# [Records for this task]
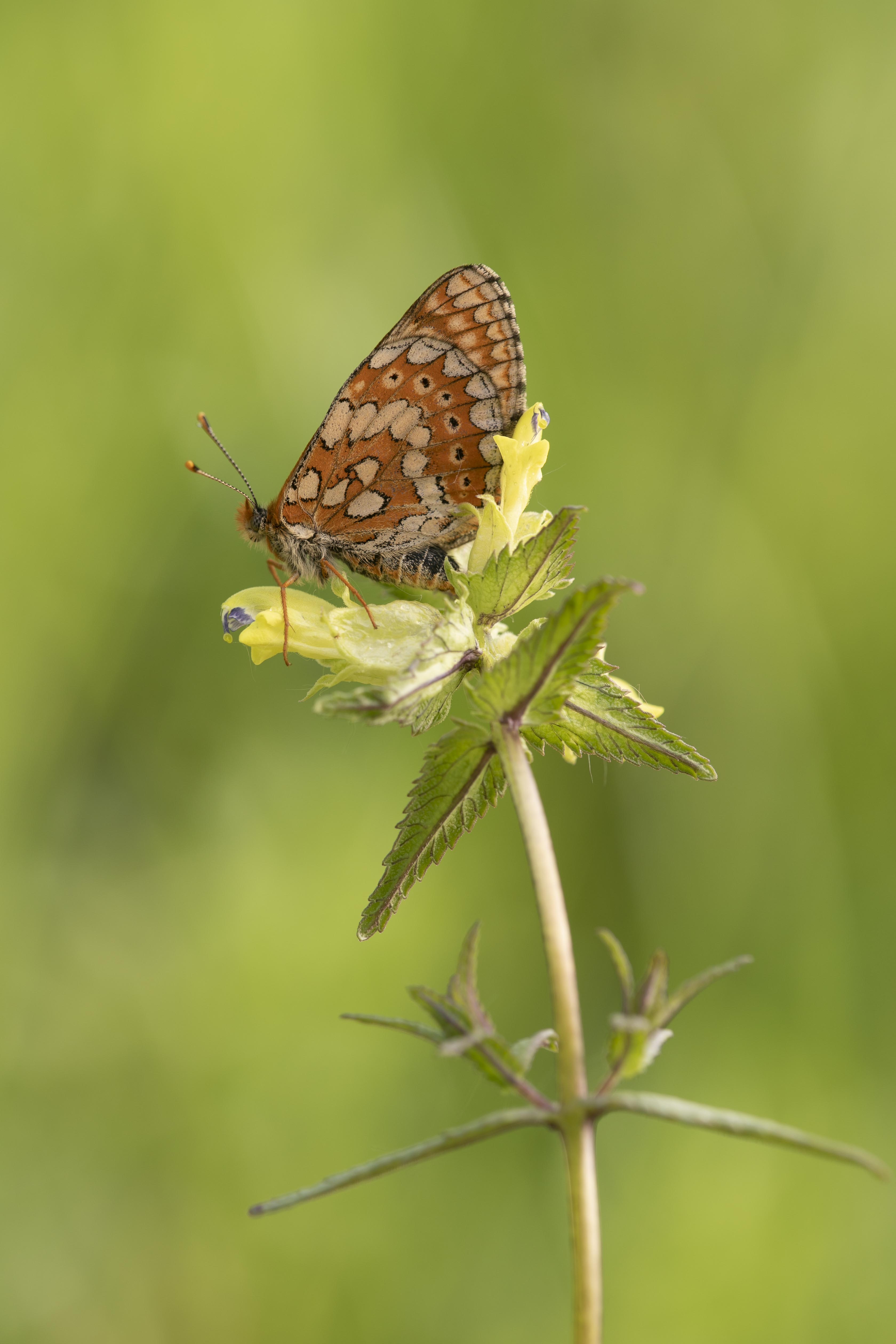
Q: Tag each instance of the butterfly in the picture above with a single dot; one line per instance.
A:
(406, 443)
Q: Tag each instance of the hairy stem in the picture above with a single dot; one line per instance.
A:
(575, 1124)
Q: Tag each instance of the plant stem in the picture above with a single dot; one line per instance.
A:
(575, 1126)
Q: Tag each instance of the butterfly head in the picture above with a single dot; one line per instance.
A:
(252, 522)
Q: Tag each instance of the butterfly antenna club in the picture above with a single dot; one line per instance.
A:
(198, 471)
(206, 427)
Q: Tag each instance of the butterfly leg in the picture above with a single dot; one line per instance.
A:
(283, 585)
(326, 565)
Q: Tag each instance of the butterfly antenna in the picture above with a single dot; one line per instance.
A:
(203, 424)
(191, 467)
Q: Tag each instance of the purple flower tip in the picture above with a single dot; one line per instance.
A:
(236, 619)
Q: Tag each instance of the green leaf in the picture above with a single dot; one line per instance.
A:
(526, 1050)
(691, 988)
(535, 570)
(464, 1035)
(488, 1127)
(622, 967)
(734, 1123)
(465, 1029)
(413, 1029)
(653, 988)
(460, 781)
(463, 986)
(533, 683)
(601, 719)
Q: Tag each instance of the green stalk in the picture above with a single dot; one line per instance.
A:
(574, 1123)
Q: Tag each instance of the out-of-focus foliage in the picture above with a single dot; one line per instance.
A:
(222, 207)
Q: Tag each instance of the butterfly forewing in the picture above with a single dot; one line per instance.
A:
(410, 436)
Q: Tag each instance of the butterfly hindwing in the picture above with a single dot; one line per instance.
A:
(409, 437)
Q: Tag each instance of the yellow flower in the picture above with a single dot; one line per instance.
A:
(413, 648)
(507, 525)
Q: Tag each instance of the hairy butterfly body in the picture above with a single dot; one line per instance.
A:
(407, 440)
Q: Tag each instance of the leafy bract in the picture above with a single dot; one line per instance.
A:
(460, 780)
(464, 1027)
(643, 1027)
(534, 570)
(533, 683)
(420, 703)
(601, 719)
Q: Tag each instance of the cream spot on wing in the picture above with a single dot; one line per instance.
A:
(420, 437)
(310, 486)
(336, 423)
(500, 331)
(457, 284)
(367, 470)
(480, 388)
(366, 505)
(429, 491)
(425, 350)
(361, 420)
(335, 495)
(457, 365)
(385, 417)
(386, 354)
(488, 414)
(490, 451)
(471, 299)
(492, 312)
(414, 463)
(405, 423)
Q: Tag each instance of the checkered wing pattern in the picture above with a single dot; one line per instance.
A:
(410, 436)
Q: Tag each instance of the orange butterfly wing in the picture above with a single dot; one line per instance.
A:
(410, 436)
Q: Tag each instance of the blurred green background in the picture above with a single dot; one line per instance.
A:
(223, 207)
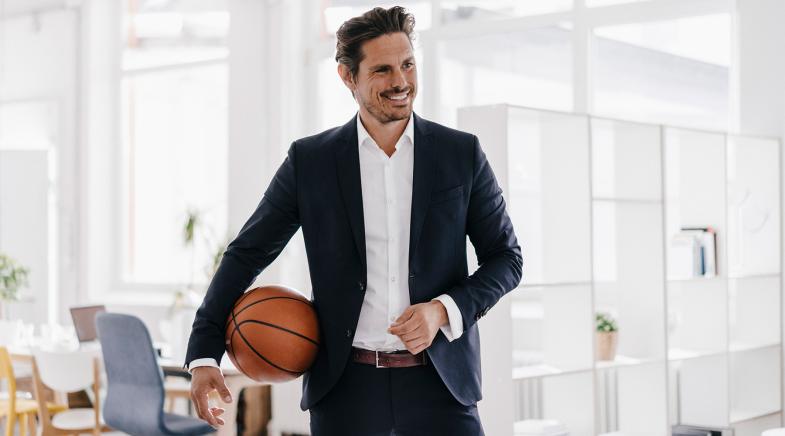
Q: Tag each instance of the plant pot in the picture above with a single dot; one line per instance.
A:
(606, 345)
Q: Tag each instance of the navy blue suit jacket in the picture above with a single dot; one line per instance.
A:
(317, 187)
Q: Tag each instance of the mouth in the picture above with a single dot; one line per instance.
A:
(398, 99)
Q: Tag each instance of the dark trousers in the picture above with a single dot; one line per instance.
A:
(413, 401)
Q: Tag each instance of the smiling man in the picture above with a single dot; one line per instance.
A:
(385, 203)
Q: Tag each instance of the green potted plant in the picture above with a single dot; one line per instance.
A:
(607, 336)
(13, 277)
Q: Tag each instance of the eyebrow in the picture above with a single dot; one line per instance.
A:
(376, 67)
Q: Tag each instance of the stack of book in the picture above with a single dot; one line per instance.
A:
(694, 253)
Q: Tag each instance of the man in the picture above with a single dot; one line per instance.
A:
(385, 203)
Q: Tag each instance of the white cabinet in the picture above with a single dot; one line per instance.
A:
(598, 206)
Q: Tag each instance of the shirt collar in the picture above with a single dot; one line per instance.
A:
(363, 135)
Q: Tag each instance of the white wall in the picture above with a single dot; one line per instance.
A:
(760, 76)
(38, 62)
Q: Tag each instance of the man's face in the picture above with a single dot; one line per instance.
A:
(386, 81)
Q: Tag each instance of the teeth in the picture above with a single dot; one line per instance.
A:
(398, 97)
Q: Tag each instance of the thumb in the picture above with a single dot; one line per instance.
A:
(223, 391)
(405, 315)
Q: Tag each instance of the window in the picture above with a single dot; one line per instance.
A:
(471, 10)
(530, 68)
(174, 139)
(673, 72)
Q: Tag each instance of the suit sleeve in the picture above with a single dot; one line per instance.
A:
(257, 245)
(498, 253)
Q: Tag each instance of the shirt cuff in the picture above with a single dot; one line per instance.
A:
(206, 361)
(454, 329)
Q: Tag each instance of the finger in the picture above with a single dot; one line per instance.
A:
(405, 315)
(413, 336)
(405, 328)
(417, 346)
(200, 400)
(223, 390)
(216, 412)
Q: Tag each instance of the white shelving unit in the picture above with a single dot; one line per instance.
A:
(595, 203)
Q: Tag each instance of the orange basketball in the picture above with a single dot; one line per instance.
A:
(272, 334)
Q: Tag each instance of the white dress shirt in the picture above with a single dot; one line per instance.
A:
(387, 207)
(387, 203)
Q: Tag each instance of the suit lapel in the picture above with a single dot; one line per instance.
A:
(347, 160)
(421, 182)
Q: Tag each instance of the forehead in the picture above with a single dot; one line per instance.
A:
(390, 48)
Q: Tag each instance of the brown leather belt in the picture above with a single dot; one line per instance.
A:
(389, 359)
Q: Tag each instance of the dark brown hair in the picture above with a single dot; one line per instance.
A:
(374, 23)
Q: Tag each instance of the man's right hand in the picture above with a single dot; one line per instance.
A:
(205, 380)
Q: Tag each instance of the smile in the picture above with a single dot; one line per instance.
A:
(397, 97)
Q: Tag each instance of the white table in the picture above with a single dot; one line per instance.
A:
(235, 380)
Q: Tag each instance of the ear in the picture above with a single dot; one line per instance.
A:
(346, 77)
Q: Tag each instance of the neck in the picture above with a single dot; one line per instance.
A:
(386, 135)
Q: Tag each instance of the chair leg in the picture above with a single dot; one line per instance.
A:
(23, 425)
(33, 427)
(9, 425)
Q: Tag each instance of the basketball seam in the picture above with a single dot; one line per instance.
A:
(237, 329)
(255, 321)
(271, 298)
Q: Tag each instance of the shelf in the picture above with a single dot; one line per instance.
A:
(747, 415)
(754, 276)
(678, 354)
(542, 370)
(596, 232)
(740, 347)
(623, 361)
(695, 279)
(628, 200)
(553, 284)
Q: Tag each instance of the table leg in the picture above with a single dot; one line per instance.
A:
(235, 383)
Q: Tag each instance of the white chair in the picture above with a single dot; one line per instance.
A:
(66, 372)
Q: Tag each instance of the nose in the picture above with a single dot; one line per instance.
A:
(398, 79)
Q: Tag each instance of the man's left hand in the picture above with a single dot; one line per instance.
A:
(418, 325)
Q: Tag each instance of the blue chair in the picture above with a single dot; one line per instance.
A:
(135, 389)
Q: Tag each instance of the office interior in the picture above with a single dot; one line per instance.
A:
(638, 144)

# [Work instructions]
Extract from the data every line where "plant" shows up.

# [Completed exercise]
Q: Tag each instance of the plant stem in the picture above with a single dot; one line per instance.
Q: Tag each instance of the plant pot in the picture above with a single dot; one line per instance.
Q: Tag each instance of the green potted plant in the picture above with a single dot; one line per instance.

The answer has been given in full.